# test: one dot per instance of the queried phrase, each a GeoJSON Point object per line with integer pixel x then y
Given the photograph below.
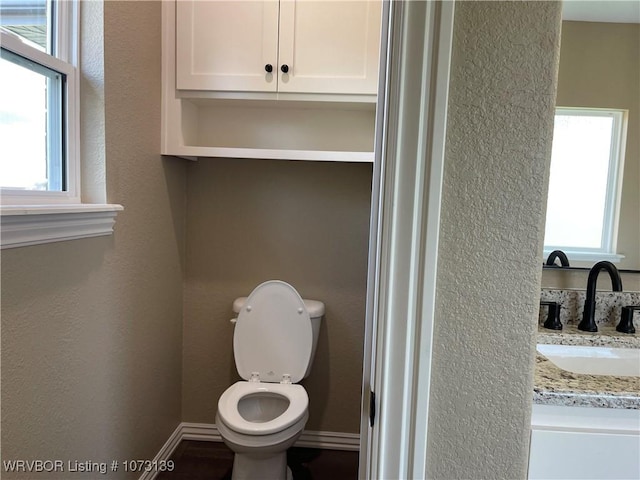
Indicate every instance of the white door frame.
{"type": "Point", "coordinates": [407, 185]}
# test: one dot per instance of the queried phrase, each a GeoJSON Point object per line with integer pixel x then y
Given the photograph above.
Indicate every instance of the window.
{"type": "Point", "coordinates": [584, 183]}
{"type": "Point", "coordinates": [39, 127]}
{"type": "Point", "coordinates": [38, 102]}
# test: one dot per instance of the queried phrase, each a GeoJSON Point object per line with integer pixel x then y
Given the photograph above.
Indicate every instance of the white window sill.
{"type": "Point", "coordinates": [22, 225]}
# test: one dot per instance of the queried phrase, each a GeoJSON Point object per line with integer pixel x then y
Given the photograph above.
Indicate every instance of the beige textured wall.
{"type": "Point", "coordinates": [91, 329]}
{"type": "Point", "coordinates": [502, 96]}
{"type": "Point", "coordinates": [302, 222]}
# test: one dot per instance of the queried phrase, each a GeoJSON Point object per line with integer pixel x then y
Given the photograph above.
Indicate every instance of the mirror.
{"type": "Point", "coordinates": [600, 68]}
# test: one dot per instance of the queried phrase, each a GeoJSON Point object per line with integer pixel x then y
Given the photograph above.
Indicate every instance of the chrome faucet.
{"type": "Point", "coordinates": [588, 323]}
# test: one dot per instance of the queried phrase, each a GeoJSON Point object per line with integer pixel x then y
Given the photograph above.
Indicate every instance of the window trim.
{"type": "Point", "coordinates": [66, 64]}
{"type": "Point", "coordinates": [32, 218]}
{"type": "Point", "coordinates": [611, 217]}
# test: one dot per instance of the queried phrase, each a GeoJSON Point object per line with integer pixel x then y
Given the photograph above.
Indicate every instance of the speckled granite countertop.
{"type": "Point", "coordinates": [554, 386]}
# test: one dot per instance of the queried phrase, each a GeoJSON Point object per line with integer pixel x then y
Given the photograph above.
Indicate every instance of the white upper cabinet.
{"type": "Point", "coordinates": [226, 45]}
{"type": "Point", "coordinates": [296, 46]}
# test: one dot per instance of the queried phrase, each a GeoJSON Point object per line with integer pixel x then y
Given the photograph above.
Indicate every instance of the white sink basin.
{"type": "Point", "coordinates": [594, 360]}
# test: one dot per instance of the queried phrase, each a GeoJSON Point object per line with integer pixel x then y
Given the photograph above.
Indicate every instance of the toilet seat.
{"type": "Point", "coordinates": [273, 337]}
{"type": "Point", "coordinates": [229, 414]}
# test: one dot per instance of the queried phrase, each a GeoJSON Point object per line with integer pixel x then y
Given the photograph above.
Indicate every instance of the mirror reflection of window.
{"type": "Point", "coordinates": [584, 184]}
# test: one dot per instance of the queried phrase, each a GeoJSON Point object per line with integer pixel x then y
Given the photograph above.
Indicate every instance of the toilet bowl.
{"type": "Point", "coordinates": [261, 417]}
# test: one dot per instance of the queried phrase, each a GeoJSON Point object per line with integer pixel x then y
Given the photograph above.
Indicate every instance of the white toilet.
{"type": "Point", "coordinates": [274, 342]}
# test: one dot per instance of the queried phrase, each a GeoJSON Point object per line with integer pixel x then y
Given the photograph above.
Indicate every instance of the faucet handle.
{"type": "Point", "coordinates": [553, 317]}
{"type": "Point", "coordinates": [626, 319]}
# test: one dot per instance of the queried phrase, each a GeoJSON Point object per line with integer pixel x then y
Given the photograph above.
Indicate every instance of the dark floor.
{"type": "Point", "coordinates": [213, 461]}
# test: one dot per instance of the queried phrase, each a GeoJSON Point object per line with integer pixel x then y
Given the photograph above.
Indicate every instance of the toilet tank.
{"type": "Point", "coordinates": [316, 312]}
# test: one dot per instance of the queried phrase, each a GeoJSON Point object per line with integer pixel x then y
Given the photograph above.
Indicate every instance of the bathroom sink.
{"type": "Point", "coordinates": [593, 360]}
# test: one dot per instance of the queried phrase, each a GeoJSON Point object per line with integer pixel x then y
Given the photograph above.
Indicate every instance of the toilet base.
{"type": "Point", "coordinates": [263, 466]}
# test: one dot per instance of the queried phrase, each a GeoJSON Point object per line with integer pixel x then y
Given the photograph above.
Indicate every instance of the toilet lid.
{"type": "Point", "coordinates": [273, 334]}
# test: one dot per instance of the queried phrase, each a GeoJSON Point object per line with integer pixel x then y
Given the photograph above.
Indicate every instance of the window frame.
{"type": "Point", "coordinates": [38, 217]}
{"type": "Point", "coordinates": [611, 215]}
{"type": "Point", "coordinates": [64, 60]}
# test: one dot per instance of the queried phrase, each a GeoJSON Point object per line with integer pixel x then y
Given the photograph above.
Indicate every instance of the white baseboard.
{"type": "Point", "coordinates": [165, 453]}
{"type": "Point", "coordinates": [208, 432]}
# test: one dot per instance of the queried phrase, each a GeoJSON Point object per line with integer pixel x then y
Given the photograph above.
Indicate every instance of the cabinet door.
{"type": "Point", "coordinates": [329, 46]}
{"type": "Point", "coordinates": [225, 45]}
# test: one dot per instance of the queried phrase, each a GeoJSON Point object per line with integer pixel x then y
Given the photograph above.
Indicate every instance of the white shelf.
{"type": "Point", "coordinates": [192, 153]}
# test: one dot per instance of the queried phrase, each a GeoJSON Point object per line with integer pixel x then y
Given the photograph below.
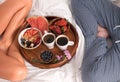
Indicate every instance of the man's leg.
{"type": "Point", "coordinates": [12, 66]}
{"type": "Point", "coordinates": [99, 65]}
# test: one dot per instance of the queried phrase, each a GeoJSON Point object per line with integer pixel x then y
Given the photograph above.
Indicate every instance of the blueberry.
{"type": "Point", "coordinates": [46, 56]}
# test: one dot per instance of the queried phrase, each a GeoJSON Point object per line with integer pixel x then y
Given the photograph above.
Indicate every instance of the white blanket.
{"type": "Point", "coordinates": [69, 72]}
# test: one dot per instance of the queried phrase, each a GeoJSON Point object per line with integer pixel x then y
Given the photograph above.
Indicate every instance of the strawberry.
{"type": "Point", "coordinates": [32, 21]}
{"type": "Point", "coordinates": [61, 22]}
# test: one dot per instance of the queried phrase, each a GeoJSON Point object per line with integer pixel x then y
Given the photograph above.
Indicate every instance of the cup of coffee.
{"type": "Point", "coordinates": [62, 41]}
{"type": "Point", "coordinates": [48, 39]}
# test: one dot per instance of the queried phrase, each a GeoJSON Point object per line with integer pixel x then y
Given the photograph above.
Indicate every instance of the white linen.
{"type": "Point", "coordinates": [69, 72]}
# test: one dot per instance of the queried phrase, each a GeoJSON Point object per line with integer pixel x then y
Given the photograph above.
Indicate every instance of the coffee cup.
{"type": "Point", "coordinates": [62, 41]}
{"type": "Point", "coordinates": [48, 39]}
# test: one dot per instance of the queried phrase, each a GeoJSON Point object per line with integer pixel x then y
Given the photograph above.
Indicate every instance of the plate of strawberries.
{"type": "Point", "coordinates": [41, 56]}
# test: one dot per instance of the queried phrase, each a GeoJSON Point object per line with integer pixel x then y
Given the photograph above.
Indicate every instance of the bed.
{"type": "Point", "coordinates": [69, 72]}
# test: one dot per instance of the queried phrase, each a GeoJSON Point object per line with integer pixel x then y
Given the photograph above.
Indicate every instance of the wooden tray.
{"type": "Point", "coordinates": [32, 56]}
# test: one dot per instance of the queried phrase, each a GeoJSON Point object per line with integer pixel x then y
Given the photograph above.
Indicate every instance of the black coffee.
{"type": "Point", "coordinates": [62, 41]}
{"type": "Point", "coordinates": [49, 38]}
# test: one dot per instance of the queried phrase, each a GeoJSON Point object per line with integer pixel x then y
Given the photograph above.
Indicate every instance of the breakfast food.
{"type": "Point", "coordinates": [31, 38]}
{"type": "Point", "coordinates": [39, 22]}
{"type": "Point", "coordinates": [59, 26]}
{"type": "Point", "coordinates": [47, 56]}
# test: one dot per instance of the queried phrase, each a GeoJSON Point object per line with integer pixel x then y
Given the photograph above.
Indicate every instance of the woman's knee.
{"type": "Point", "coordinates": [27, 3]}
{"type": "Point", "coordinates": [19, 73]}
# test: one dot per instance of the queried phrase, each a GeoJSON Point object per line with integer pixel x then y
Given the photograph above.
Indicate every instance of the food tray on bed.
{"type": "Point", "coordinates": [60, 58]}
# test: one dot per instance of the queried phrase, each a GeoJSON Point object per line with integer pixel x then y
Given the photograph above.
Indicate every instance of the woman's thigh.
{"type": "Point", "coordinates": [7, 11]}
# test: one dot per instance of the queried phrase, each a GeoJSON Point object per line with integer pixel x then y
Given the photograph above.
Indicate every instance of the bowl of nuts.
{"type": "Point", "coordinates": [30, 38]}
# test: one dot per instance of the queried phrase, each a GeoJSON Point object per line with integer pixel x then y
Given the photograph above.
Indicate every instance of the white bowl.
{"type": "Point", "coordinates": [25, 45]}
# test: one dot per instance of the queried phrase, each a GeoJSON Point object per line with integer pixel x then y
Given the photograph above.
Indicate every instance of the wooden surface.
{"type": "Point", "coordinates": [33, 56]}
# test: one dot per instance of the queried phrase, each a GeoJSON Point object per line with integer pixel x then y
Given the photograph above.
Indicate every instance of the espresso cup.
{"type": "Point", "coordinates": [48, 39]}
{"type": "Point", "coordinates": [62, 41]}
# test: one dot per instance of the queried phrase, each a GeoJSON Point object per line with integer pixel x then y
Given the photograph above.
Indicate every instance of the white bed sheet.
{"type": "Point", "coordinates": [69, 72]}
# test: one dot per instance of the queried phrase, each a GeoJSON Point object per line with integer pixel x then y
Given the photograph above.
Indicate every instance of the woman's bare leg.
{"type": "Point", "coordinates": [14, 22]}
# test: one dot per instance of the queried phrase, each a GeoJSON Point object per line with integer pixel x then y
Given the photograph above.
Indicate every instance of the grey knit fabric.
{"type": "Point", "coordinates": [100, 63]}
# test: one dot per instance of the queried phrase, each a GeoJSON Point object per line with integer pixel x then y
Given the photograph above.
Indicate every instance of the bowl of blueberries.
{"type": "Point", "coordinates": [30, 38]}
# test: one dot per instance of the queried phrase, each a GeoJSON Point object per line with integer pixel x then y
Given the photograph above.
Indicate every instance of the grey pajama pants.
{"type": "Point", "coordinates": [100, 63]}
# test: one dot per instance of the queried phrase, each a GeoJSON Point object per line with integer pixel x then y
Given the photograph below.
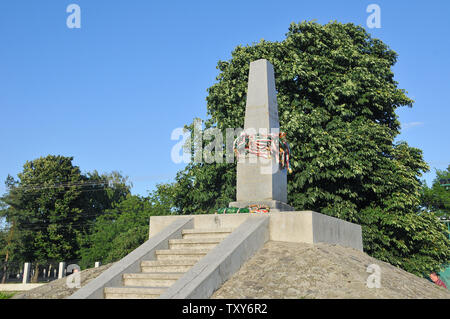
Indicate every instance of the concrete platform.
{"type": "Point", "coordinates": [293, 226]}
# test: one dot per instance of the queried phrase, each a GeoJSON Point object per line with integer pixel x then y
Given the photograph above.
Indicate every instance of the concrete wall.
{"type": "Point", "coordinates": [18, 287]}
{"type": "Point", "coordinates": [332, 230]}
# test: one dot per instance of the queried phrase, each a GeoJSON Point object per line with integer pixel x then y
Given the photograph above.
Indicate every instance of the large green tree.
{"type": "Point", "coordinates": [124, 227]}
{"type": "Point", "coordinates": [336, 99]}
{"type": "Point", "coordinates": [52, 205]}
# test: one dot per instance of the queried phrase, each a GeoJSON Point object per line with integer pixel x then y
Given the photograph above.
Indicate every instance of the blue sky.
{"type": "Point", "coordinates": [110, 93]}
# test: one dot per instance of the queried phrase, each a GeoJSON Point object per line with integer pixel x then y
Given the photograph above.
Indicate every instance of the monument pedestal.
{"type": "Point", "coordinates": [274, 205]}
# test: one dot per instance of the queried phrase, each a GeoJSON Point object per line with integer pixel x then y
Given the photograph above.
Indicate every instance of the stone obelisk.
{"type": "Point", "coordinates": [261, 181]}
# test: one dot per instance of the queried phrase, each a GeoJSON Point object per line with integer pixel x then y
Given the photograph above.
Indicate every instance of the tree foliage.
{"type": "Point", "coordinates": [52, 205]}
{"type": "Point", "coordinates": [336, 100]}
{"type": "Point", "coordinates": [121, 229]}
{"type": "Point", "coordinates": [437, 198]}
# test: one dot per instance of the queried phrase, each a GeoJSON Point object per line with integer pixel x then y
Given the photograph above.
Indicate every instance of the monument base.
{"type": "Point", "coordinates": [274, 205]}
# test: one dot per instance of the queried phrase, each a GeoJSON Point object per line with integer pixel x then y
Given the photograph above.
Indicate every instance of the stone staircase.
{"type": "Point", "coordinates": [170, 265]}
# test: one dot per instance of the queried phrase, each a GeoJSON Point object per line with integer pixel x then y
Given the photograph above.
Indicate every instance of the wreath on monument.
{"type": "Point", "coordinates": [264, 145]}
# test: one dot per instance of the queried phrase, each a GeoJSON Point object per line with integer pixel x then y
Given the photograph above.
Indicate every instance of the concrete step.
{"type": "Point", "coordinates": [177, 254]}
{"type": "Point", "coordinates": [207, 233]}
{"type": "Point", "coordinates": [194, 243]}
{"type": "Point", "coordinates": [133, 292]}
{"type": "Point", "coordinates": [165, 279]}
{"type": "Point", "coordinates": [180, 265]}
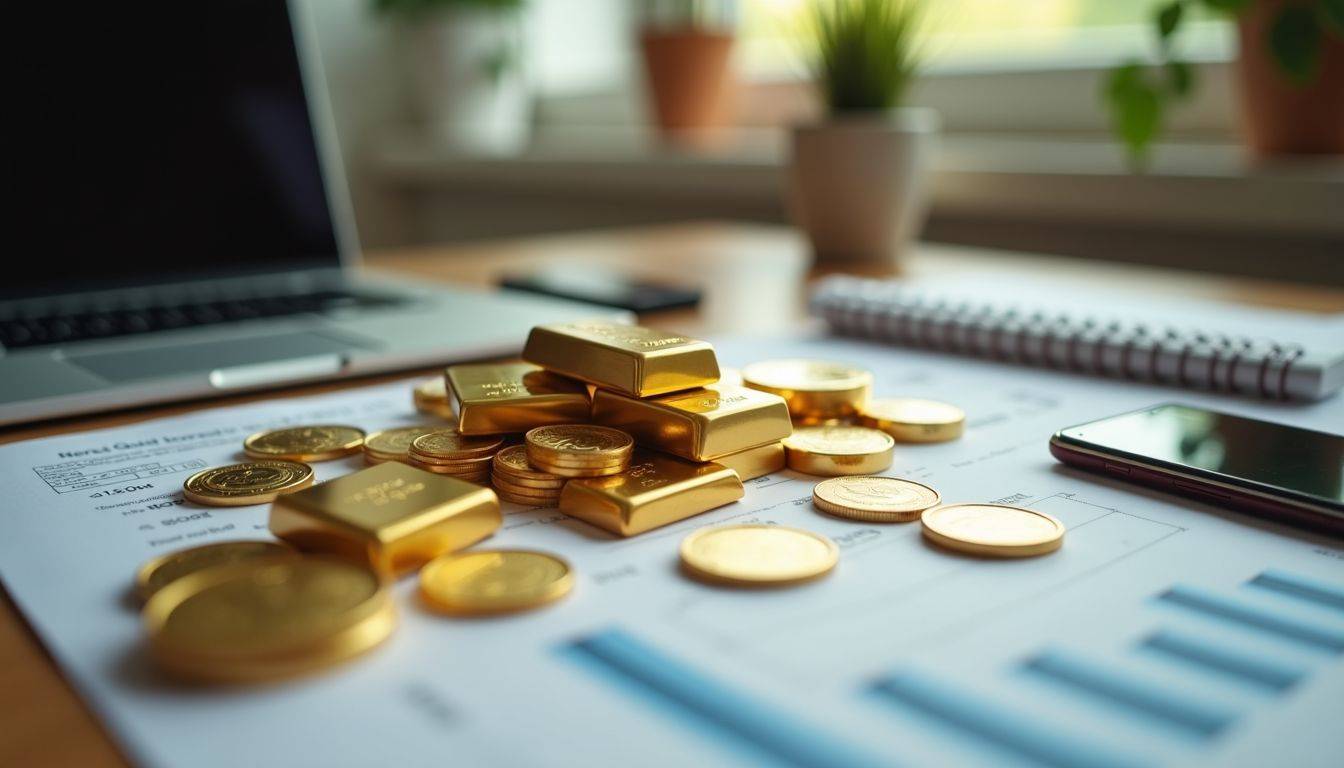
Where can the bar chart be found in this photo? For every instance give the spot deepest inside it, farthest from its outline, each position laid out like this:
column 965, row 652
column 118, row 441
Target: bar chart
column 1216, row 659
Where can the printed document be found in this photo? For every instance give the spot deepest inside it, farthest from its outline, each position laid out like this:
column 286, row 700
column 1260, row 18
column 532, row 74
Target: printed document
column 1163, row 632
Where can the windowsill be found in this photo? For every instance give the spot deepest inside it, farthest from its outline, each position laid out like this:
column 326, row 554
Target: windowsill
column 1210, row 187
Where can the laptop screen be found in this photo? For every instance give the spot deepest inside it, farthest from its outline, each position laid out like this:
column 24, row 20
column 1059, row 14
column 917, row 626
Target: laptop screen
column 159, row 141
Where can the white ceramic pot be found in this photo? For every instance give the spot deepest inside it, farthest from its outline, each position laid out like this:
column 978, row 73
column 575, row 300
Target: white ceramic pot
column 858, row 184
column 465, row 70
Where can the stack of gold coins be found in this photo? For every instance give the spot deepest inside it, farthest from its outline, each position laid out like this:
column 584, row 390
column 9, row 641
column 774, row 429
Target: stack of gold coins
column 911, row 420
column 266, row 619
column 430, row 397
column 393, row 444
column 448, row 452
column 516, row 480
column 579, row 449
column 816, row 390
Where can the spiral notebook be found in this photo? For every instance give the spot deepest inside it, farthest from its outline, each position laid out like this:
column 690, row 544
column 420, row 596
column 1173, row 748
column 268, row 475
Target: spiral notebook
column 1273, row 355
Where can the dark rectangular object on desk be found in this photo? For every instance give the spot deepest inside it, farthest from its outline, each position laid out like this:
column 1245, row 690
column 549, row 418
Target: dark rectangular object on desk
column 606, row 289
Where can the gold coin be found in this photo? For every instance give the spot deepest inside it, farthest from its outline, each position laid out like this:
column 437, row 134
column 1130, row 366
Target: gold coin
column 555, row 483
column 910, row 420
column 512, row 462
column 992, row 530
column 395, row 443
column 815, row 389
column 495, row 581
column 578, row 443
column 266, row 619
column 305, row 443
column 430, row 397
column 758, row 556
column 563, row 471
column 527, row 501
column 171, row 566
column 874, row 499
column 448, row 443
column 524, row 490
column 839, row 449
column 481, row 464
column 246, row 483
column 819, row 421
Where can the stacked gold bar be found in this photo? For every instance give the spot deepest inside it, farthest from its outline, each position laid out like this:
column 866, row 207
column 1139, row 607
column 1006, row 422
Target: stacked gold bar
column 655, row 491
column 389, row 518
column 714, row 423
column 631, row 359
column 694, row 439
column 500, row 398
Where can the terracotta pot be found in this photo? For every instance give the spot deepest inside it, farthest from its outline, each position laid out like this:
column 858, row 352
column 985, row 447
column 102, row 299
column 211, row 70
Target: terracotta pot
column 690, row 82
column 1281, row 117
column 858, row 184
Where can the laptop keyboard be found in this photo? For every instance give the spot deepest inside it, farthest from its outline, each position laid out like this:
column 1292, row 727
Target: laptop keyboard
column 62, row 328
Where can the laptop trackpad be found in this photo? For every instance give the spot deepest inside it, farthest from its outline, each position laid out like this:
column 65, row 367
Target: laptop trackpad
column 203, row 357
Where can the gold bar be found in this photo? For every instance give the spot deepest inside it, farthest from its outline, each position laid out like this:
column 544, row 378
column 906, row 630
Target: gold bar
column 754, row 462
column 495, row 398
column 699, row 424
column 390, row 517
column 655, row 491
column 626, row 358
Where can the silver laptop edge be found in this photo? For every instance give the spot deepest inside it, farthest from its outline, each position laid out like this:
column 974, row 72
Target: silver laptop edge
column 432, row 326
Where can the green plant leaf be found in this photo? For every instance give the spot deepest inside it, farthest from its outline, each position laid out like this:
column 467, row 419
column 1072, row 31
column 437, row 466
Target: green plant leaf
column 1136, row 109
column 1333, row 11
column 1180, row 77
column 1227, row 6
column 1168, row 18
column 1294, row 39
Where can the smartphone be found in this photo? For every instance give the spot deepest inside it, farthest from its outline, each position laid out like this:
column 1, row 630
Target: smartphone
column 608, row 288
column 1268, row 470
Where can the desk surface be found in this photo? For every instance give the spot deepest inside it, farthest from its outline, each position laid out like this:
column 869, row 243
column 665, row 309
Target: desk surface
column 751, row 275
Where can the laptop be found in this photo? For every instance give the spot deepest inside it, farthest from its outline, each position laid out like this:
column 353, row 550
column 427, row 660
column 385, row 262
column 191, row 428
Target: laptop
column 186, row 229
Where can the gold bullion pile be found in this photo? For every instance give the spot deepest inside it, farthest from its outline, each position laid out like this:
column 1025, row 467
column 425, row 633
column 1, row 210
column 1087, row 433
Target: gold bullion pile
column 622, row 427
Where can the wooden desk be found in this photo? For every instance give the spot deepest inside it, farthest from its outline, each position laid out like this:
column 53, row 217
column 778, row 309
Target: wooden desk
column 753, row 277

::::

▶ SHORT PROBLEM:
Pull out every line from the one with "Where can the gold bullion" to the end of the listing, and output only those.

▶ COMPLETED EXERCISE:
Where can the gold bullion pile be found in this photo? For every instance give the spot deepest inside it, farthest from its outline, each position laid out like this:
column 1025, row 467
column 425, row 633
column 1, row 210
column 1087, row 433
Target: gold bullion pile
column 622, row 427
Where can the wooden desk be found in this photo? For every instance give the spot deepest inside it, farthest from its outline, each position laid out like this:
column 53, row 217
column 778, row 309
Target: wooden desk
column 753, row 277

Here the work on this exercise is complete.